* _Page extract_

------

Because it finds the sources much quicker than I would have been able to on my own, and I can then synthesize them into data I know is correct, as correct as any human-generated data can be of course.
No, it's usually because it finds sources that I would not have even thought to search for in the first place.
Agentic AI has its faults, but one thing I've found it to be very good at is surfacing the "unknown unknowns": things I didn't know I should have searched for but that are directly relevant to my problem.
Because way more than three out of five Google results are SEO garbage or sponsored crap. The bar has been set extremely low by Google, a 60% validity rate sounds magical.
If I'm going to an LLM (as with websearch before it), it's usually because I don't know the answer, don't have anyone close to me that knows the answer, and can't pay anyone (or don't know who to pay) for the answer. In other words, my failure rate without the LLM would be 100%.
It's much easier to determine the truth of an answer than it is to come up with that answer yourself. This is analogous to the P=NP problem or the recognition vs. recall problem: it is much easier to recognize and verify a correct answer than it is to recall or generate it yourself.

------

* _Supplied records_

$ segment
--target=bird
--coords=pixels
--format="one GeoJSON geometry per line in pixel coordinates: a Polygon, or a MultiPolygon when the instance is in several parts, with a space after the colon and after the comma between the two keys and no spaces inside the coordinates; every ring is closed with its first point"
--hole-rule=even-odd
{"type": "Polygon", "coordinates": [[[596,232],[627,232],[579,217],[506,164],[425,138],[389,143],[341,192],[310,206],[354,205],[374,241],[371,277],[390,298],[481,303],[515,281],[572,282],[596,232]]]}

------

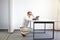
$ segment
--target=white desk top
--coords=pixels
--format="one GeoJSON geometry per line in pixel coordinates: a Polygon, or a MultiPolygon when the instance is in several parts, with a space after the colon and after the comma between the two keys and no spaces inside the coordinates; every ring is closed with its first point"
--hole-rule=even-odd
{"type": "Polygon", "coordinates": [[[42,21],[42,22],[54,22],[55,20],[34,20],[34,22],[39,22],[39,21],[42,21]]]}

------

* _What to work on_
1. Output the part of the discussion starting with "Agentic AI has" and going on through "rate sounds magical.", copied word for word.
2. Answer these questions from the discussion:
(a) What validity rate is said to sound magical because of the low bar Google has set?
(b) What does agentic AI surface well, according to one writer?
(c) To which two problems is checking an answer compared, as opposed to producing it yourself?

* _Replies_
1.
Agentic AI has its faults, but one thing I've found it to be very good at is surfacing the "unknown unknowns": things I didn't know I should have searched for but that are directly relevant to my problem.
Because way more than three out of five Google results are SEO garbage or sponsored crap. The bar has been set extremely low by Google, a 60% validity rate sounds magical.

2.
(a) A 60% validity rate.
(b) The "unknown unknowns": things the writer didn't know to search for but that are directly relevant to the problem.
(c) The P=NP problem and the recognition vs. recall problem.